### Text shown:
* * * *
An Election Week Message from Dean Moore

Dear Beloved Community,

How can we be present with one another during Election Week, especially with people who hold strong and diverse views and people observing in many countries? Millions of people have already voted, and I hope huge numbers vote on November 3. People know that the future of the United States and global relationships are at stake. Yet, people have different views of that future. This is a time to act on your convictions and give others space to act on theirs, holding one another in dignity if not in agreement or easy conversation. STH student groups and Religion and Conflict Transformation will offer opportunities for reflective conversations over the next month. Students can look up the links to these events in this week’s issue of Collegium

How can we also be present with a raging world? At the same time that political contests are flaming, people are facing the pressures of COVID-19 on themselves and on the people they love, added to the exhaustion of shut-downs and quarantines, made more ominous by quickly rising cases on every continent. We are surrounded by hard news: a large earthquake has shaken Turkey and Greece; wildfires continue across the Western US; another hurricane has battered the Gulf Coast. Terror attacks have burst out in France and Pakistan and Austria, immigrant children in the US are still suffering separation from their families and a loss of their human rights, and Walter Wallace, Jr., an African American man was killed by police in Philadelphia, followed by violence in the streets. How can we stop the cycles of violence and ecological abuse that create and multiply these tragedies? How can we be present to the hard realities and the real possibilities for justice and change? We can only be present when we face them and allow them to critique and transform us with the force of truth, even as we listen intently and discern paths shaped by our multiple truths in the search for common ground (Howard Thurman).

How can we be present with the Holy? This may be a week to focus on practices that keep you centered, whether contemplative prayer, the morning prayers of your tradition, Buddhist walking meditation, close reading of scripture, or jogging. Many of us will be impassioned this week to celebrate, rage, mourn, or kick ourselves into action. As we all do what we most need, I encourage you to pause frequently to center, so your celebrations, ragings, mourning, and actions can be present to the moment and the future to which it points.

May justice and democracy survive, and may we have courage and strength to keep building!
* * * *
### Dataset content:
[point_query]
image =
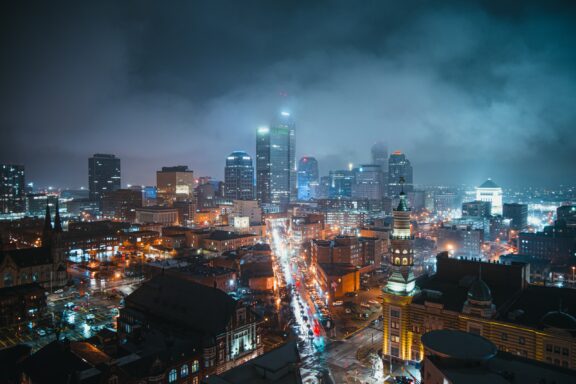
* * * *
### Exercise instructions:
1. In the election week message, in which city was Walter Wallace, Jr. killed by police?
2. Which practices does the election week message suggest for keeping oneself centered? List all of them.
3. Quote the election week message word for word, everything from "How can we be present with the" down to "to keep building!".

### Results in order:
1. Philadelphia

2.
- Contemplative prayer
- The morning prayers of your tradition
- Buddhist walking meditation
- Close reading of scripture
- Jogging

3.
How can we be present with the Holy? This may be a week to focus on practices that keep you centered, whether contemplative prayer, the morning prayers of your tradition, Buddhist walking meditation, close reading of scripture, or jogging. Many of us will be impassioned this week to celebrate, rage, mourn, or kick ourselves into action. As we all do what we most need, I encourage you to pause frequently to center, so your celebrations, ragings, mourning, and actions can be present to the moment and the future to which it points.

May justice and democracy survive, and may we have courage and strength to keep building!